EXERCISE DESCRIPTION -> The reply should hold only the lines from the one with "Wanted | a point on the bushy" to the one with "Shape | the position of each instance looks like (332,208)", both ends kept, exactly as they appear below, without any pictures.

[Point localization data]

·····

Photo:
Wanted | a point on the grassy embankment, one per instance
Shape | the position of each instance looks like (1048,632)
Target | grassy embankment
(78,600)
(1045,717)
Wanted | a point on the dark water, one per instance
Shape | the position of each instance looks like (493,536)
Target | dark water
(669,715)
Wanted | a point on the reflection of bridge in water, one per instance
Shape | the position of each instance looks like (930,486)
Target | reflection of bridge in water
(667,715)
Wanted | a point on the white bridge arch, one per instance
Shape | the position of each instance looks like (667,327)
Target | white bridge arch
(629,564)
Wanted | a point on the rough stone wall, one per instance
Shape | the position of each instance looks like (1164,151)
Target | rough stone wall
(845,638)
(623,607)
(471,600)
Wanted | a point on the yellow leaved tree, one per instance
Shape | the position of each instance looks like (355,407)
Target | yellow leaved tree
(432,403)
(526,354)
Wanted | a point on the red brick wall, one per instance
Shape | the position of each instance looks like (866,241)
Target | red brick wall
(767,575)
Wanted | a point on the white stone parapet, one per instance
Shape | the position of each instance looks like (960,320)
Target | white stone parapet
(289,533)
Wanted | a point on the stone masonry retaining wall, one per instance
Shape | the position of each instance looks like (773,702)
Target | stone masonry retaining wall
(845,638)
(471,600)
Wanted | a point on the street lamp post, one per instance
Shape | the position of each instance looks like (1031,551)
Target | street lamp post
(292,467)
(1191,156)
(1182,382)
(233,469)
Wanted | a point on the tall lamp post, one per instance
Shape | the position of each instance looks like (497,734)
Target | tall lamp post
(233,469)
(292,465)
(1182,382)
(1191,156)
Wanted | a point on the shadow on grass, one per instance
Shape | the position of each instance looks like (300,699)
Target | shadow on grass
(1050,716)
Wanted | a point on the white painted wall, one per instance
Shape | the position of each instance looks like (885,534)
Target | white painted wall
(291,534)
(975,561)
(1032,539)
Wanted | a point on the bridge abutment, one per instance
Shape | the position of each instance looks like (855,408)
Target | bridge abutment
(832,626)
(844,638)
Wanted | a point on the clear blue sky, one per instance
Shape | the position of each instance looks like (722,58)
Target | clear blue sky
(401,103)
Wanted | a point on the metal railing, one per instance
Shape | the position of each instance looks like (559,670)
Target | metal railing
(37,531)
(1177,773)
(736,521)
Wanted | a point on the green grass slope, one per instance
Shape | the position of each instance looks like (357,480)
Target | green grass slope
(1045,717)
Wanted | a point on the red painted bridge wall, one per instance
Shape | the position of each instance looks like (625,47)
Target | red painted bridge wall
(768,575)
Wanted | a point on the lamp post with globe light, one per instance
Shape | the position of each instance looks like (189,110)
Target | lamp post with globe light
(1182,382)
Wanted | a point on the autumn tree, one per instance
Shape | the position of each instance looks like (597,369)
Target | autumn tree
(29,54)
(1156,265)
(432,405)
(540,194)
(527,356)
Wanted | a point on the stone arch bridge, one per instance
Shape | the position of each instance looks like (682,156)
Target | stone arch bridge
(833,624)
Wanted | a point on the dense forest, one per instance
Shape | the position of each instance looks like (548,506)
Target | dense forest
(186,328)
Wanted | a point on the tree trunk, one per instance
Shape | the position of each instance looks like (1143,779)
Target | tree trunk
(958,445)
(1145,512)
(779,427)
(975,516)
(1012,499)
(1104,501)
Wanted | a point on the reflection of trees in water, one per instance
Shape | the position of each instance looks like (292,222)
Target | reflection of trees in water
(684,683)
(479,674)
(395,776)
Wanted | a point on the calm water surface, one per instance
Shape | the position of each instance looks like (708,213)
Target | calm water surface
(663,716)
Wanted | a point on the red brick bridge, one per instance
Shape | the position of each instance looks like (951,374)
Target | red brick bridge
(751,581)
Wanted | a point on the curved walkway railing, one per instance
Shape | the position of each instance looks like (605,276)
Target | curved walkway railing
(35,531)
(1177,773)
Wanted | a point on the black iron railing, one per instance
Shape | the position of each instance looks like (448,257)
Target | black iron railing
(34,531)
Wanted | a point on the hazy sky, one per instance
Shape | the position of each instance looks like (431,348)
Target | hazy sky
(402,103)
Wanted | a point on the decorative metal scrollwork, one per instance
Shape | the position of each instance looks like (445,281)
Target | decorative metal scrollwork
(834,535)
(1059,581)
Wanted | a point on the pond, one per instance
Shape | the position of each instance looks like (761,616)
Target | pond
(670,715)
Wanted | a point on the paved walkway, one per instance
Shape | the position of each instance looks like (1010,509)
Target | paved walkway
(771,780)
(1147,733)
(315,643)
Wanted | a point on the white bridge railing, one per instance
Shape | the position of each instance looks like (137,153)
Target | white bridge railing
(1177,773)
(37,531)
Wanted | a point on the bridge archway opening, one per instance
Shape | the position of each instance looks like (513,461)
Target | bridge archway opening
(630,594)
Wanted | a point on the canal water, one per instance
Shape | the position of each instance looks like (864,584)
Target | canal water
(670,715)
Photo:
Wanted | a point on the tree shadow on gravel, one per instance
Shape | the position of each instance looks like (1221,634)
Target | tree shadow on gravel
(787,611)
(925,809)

·····

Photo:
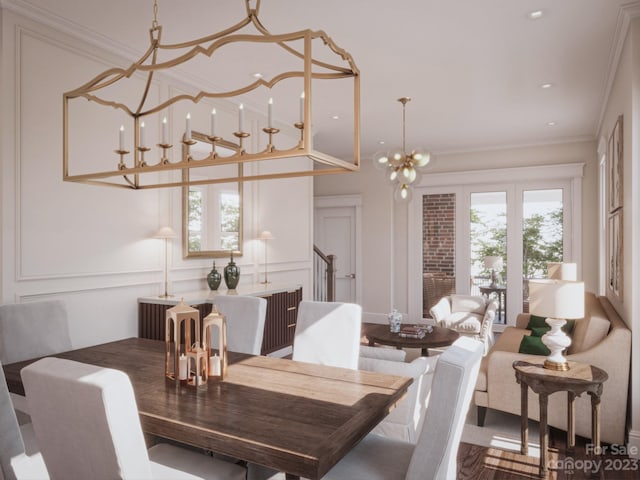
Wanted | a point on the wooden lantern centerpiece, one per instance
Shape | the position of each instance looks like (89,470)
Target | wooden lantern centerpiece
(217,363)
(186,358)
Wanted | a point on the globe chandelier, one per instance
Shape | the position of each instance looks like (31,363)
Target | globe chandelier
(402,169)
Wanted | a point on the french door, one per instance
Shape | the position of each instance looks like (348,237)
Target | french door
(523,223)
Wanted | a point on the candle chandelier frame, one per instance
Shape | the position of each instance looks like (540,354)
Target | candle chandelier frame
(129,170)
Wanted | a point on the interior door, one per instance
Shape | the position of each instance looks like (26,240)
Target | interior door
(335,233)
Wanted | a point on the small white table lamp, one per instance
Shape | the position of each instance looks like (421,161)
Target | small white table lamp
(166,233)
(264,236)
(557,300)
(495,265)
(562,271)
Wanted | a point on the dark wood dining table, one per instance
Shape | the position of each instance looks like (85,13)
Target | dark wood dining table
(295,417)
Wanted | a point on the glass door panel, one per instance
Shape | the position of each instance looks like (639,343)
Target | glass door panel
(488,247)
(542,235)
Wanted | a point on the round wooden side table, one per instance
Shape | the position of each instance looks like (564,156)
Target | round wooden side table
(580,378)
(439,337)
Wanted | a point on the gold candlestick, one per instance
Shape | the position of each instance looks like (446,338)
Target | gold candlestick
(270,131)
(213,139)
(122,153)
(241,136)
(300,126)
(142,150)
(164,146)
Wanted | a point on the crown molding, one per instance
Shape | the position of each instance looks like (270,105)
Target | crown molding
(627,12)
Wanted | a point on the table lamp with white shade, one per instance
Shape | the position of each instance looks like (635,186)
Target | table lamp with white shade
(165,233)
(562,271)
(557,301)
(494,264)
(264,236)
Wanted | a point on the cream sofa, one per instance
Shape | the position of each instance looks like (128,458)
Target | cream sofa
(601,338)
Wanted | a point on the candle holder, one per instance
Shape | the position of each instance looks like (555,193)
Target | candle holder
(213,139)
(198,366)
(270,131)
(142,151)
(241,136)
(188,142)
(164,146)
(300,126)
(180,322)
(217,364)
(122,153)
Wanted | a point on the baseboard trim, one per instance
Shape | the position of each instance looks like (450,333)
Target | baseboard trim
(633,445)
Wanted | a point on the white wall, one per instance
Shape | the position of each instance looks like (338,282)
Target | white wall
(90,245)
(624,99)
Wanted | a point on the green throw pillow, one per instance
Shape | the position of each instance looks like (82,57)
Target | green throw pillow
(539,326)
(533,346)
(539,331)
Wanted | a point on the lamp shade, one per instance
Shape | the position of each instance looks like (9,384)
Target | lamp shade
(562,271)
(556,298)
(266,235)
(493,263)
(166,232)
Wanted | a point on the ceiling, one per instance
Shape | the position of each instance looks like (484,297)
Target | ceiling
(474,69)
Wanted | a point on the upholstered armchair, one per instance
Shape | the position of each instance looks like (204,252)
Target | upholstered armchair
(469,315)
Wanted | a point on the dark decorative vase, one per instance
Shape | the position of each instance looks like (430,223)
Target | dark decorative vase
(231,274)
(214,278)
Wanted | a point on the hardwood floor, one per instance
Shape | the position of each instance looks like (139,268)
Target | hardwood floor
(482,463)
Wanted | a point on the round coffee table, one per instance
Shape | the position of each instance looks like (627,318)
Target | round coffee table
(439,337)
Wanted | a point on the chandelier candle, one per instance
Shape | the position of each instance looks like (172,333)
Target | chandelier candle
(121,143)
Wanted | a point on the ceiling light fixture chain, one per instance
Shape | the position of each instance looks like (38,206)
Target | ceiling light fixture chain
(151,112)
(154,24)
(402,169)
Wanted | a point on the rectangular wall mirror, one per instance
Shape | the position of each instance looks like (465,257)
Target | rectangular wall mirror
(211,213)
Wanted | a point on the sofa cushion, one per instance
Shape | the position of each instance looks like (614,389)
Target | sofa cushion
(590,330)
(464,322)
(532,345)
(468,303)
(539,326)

·····

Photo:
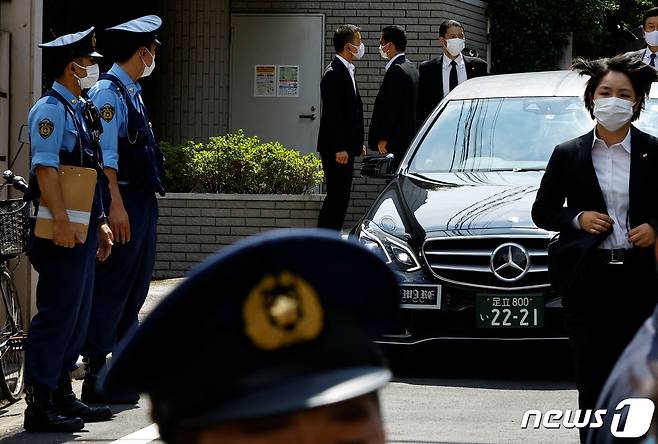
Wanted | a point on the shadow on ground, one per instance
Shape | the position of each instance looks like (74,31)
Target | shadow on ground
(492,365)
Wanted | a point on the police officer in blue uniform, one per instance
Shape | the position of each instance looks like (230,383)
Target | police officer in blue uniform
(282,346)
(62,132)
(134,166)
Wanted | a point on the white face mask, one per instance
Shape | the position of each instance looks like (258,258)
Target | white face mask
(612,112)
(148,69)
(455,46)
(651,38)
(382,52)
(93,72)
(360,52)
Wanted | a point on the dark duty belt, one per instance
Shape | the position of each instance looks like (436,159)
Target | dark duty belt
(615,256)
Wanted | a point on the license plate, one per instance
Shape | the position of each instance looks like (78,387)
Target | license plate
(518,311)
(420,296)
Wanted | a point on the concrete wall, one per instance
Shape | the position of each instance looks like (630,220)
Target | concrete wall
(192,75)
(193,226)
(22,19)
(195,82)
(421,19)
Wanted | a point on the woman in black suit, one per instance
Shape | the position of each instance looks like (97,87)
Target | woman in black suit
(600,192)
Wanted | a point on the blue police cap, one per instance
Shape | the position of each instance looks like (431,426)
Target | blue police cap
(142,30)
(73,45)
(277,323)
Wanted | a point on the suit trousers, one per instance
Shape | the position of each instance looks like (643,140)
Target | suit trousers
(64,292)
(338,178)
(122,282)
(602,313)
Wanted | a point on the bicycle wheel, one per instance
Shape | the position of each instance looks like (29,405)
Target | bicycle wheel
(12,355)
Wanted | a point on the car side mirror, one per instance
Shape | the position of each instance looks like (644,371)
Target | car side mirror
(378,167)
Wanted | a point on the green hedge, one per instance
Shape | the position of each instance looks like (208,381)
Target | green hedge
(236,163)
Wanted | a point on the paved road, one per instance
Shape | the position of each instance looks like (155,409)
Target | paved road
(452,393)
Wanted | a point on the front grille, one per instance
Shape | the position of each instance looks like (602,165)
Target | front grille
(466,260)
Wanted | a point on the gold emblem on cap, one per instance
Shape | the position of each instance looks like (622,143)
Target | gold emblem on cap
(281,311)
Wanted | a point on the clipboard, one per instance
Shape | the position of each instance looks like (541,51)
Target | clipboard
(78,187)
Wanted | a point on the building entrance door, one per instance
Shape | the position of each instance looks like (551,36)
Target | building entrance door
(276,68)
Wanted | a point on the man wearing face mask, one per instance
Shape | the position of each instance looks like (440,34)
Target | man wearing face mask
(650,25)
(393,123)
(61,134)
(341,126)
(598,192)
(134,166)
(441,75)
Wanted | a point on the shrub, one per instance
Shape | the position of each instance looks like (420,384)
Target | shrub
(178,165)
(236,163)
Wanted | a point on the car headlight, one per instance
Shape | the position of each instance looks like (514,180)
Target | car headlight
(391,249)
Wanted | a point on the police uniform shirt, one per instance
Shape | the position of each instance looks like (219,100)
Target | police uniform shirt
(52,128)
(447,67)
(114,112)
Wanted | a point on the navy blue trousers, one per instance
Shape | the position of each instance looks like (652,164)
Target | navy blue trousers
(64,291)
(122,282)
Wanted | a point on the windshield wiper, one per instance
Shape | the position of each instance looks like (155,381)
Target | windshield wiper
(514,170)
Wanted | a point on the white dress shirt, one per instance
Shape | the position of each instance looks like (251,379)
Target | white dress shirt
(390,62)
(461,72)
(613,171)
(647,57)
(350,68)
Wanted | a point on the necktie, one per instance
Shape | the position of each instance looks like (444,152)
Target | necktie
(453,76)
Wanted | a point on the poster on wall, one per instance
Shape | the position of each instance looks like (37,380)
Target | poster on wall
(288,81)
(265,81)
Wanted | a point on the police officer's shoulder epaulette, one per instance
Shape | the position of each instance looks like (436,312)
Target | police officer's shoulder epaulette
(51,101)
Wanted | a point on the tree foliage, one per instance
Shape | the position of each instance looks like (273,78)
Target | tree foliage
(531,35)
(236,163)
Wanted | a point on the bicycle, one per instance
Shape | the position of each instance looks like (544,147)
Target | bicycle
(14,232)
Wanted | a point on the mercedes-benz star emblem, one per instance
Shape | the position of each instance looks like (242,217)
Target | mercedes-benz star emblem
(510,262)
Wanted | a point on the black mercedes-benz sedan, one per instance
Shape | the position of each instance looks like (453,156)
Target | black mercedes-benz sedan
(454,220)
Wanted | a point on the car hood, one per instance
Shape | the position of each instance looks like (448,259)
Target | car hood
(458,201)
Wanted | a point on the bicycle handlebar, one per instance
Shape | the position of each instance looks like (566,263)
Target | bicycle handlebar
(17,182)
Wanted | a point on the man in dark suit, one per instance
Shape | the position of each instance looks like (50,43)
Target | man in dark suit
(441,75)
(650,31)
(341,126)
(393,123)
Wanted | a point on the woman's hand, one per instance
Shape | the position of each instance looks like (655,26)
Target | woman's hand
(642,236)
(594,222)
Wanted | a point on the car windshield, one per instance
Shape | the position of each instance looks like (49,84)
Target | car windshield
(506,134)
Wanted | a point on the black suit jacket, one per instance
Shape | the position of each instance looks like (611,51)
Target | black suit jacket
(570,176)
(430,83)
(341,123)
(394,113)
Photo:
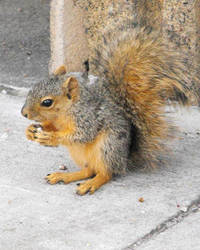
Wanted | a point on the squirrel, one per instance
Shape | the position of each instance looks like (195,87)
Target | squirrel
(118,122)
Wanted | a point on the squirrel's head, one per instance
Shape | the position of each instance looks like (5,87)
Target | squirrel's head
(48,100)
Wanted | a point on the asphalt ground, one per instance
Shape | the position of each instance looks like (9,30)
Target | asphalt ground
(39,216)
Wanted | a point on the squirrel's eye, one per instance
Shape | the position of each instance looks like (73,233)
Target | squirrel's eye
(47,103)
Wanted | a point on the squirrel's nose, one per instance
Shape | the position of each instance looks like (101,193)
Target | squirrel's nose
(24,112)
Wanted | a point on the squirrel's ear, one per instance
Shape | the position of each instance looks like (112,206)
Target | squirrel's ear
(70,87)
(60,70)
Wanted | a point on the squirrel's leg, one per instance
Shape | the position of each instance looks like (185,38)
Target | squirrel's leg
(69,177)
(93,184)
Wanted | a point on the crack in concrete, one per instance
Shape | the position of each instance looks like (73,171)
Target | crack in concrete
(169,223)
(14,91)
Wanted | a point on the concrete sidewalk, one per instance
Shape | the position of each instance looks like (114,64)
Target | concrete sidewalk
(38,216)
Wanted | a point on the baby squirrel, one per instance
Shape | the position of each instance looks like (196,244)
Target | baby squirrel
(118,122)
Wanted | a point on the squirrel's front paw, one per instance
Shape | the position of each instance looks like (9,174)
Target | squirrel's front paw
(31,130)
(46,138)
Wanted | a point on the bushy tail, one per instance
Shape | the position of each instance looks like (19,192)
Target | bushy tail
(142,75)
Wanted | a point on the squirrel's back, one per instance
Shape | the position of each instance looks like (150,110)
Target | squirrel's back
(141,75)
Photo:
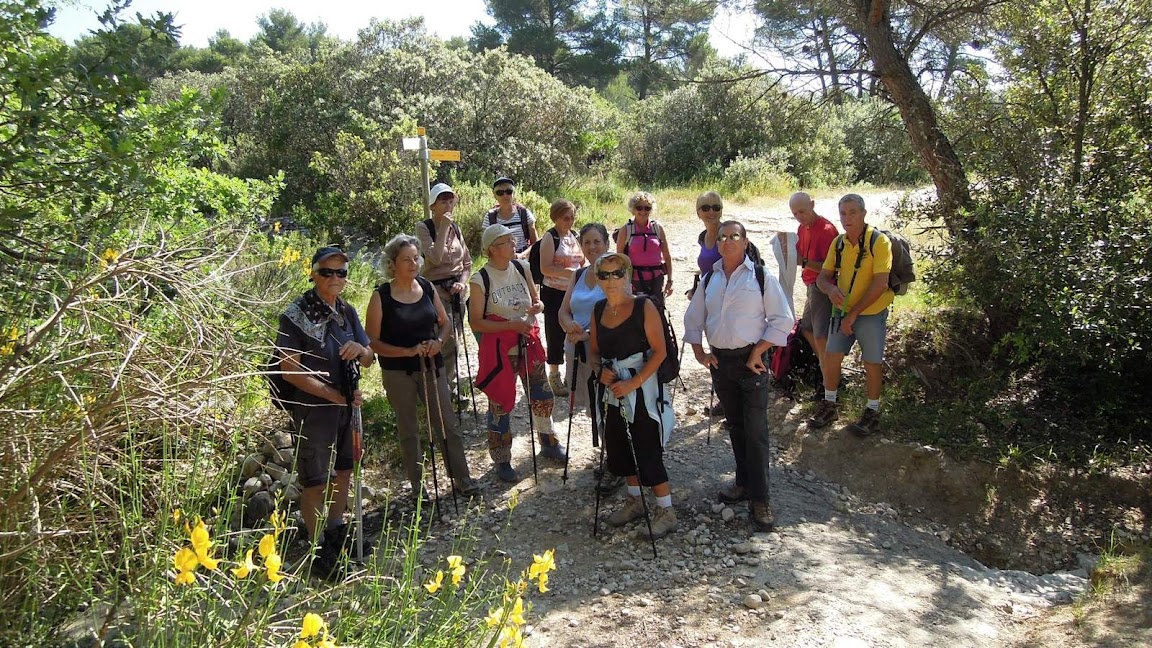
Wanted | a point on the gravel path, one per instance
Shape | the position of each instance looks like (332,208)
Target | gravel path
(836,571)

·····

SOLUTION TO THIS EXERCISE ->
Wanted | a point on the bushy tail, one per instance
Shape | the position of each instance looks like (19,192)
Target | bushy tail
(142,75)
Wanted | a point on the squirrel's back, one per instance
Shape | the position of each instance looks like (150,110)
Target | squirrel's back
(141,75)
Photo:
Wanted | a point on the gravel path, one per instance
Shape | the position of each instance looks like (332,208)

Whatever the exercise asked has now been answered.